* [Görev tanımı]
Sovyet Müslümanlarını anlatan yazıya göre bu konudaki en gerçekçi ve bilimsel çalışmalar nerede yapılmıştır?

Tacik... Çeçen... Çerkes... Gürcü...
Özbek... Azeri... Oset... İnguş...
Lezgi... Abaza... Lak... Kumuk...
Nogay... Karaçay... Terekeme...
Avar... Tatlar... Dargin... Tungan...
Kırgız...
Şimdilerde sık
sık sözü edilen "Yeni Dünya Düzeni"
içerisinde, dağılan Sovyet
İmparatorluğu'ndan yaşanan
Müslümanlar'ın kolonizasyonuna nasıl
devam edileceği problemi, yeni düzen
editörlerinin huzurunu kaçırmakta.
Demokrasi ve çok seslilik
mefhumlarıyla ilk kez Glasnost ve
Perestroika politikalarıyla tanışan
Rusya halkları bilhassa geçmiş Sovyet
Müslümanları, haklarını arama yolunda
bugün geçmişe nazaran çok daha
cesaretliler.
Demirperdenin
erimesi, nisbi de olsa, Müslüman
halklara İslam alemi ve Türk dünyası
hakkında daha gerçekçi ve doğru
bilgiler alınması ve asli kimliklerini
öğrenme fırsatını verdiği gibi,
hadiseleri yıllardır, merak ve
endişeyle izleyen Türk halkına da ana
yurt toprakları ve üzerindeki kardeş
halkları tanıma fırsatını vermiştir.
Bir zaman sakıncalı mevzular arasında
yer alan, bahsedilmesi, "Dünya
barışını tehlikeye sokan şovenist
fikirler" olarak lanse edilen Orta
Asya ve Kafkasya, günümüzde neredeyse
devlet politikası halini aldı.
Bizi çok yakından ilgilendiriyor...
Dağılan Sovyet
İmparatorluğu'nda yaşayan topluluklar,
hususen Orta Asya ve Kafkas
Müslümanları, bizleri tüm İslam
alemini yakından ilgilendirmekte. Bu
mevzuda günümüze değin çok şeyler
yazıldı, ancak ekseriyeti itibariyle
sübjektif ve hissi olan yaklaşımlar bu
topluluklar hakkında gerçek dışı
bilgilendirmelere sebep oldu. Son
gelişmelerle bu saha, yıllar süren
çaresiz bir suskunluktan sonra, dün
aleyhte olanların dahi, lehte yazdığı
veya yazmak zorunda kaldığı bir saha
halini aldı. Orta okul çocuklarının
bile bu coğrafya hakkında bir şeyler
söyleyebildiği günümüzde, coğrafya,
ırklar, mezhepler hakkında, hala,
ciddi hatalara rastlanması önemli
yanlışlıklara sebep olmaktadır. Gerçek
bir bilgilendirme, sübjektif
değerlemelerin kötü sonuçlarını
engelleyecektir. Bir itirafta bulunmak
gerekirse bu mevzuda, en gerçekçi ve
ilmi çalışmalar Avrupa ve ABD'de
Türkoloji ve Kafkasoloji kürsülerinde
yapılmıştır. Rus kaynakları her zaman
yanıltıcı bilgiler verdiği gibi, Türk
kaynaklarında da çoğunlukla abartılı
olarak rakamlar verilirken, ırklar
konusunda da yanlış bilgiler
verilmiştir.

[Konum belirleme kayıtları]
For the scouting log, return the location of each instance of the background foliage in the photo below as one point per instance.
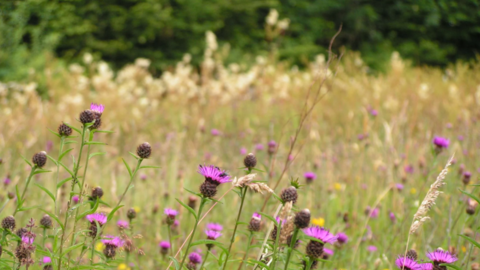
(428, 32)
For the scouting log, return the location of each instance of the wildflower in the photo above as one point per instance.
(39, 159)
(302, 219)
(194, 259)
(122, 224)
(440, 256)
(111, 244)
(99, 218)
(8, 223)
(406, 263)
(144, 150)
(164, 247)
(342, 238)
(315, 249)
(255, 222)
(250, 161)
(171, 214)
(64, 130)
(309, 177)
(214, 227)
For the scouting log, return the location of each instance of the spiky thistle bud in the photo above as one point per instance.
(8, 223)
(64, 130)
(97, 193)
(250, 161)
(131, 213)
(144, 150)
(46, 222)
(289, 195)
(87, 116)
(39, 159)
(302, 219)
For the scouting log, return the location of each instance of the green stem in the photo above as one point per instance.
(205, 259)
(62, 142)
(131, 180)
(74, 181)
(20, 200)
(232, 240)
(202, 203)
(292, 244)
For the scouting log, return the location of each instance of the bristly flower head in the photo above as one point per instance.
(214, 174)
(97, 108)
(441, 142)
(406, 263)
(440, 256)
(113, 241)
(98, 217)
(214, 227)
(212, 235)
(321, 234)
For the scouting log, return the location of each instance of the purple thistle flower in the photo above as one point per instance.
(171, 213)
(113, 241)
(342, 238)
(212, 235)
(98, 217)
(98, 108)
(214, 174)
(214, 227)
(122, 224)
(441, 142)
(46, 260)
(441, 256)
(164, 245)
(406, 263)
(7, 181)
(195, 258)
(321, 234)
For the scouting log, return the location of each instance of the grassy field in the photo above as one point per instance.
(368, 141)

* [Alıştırma çözümü]
Avrupa ve ABD'deki Türkoloji ve Kafkasoloji kürsülerinde yapılmıştır.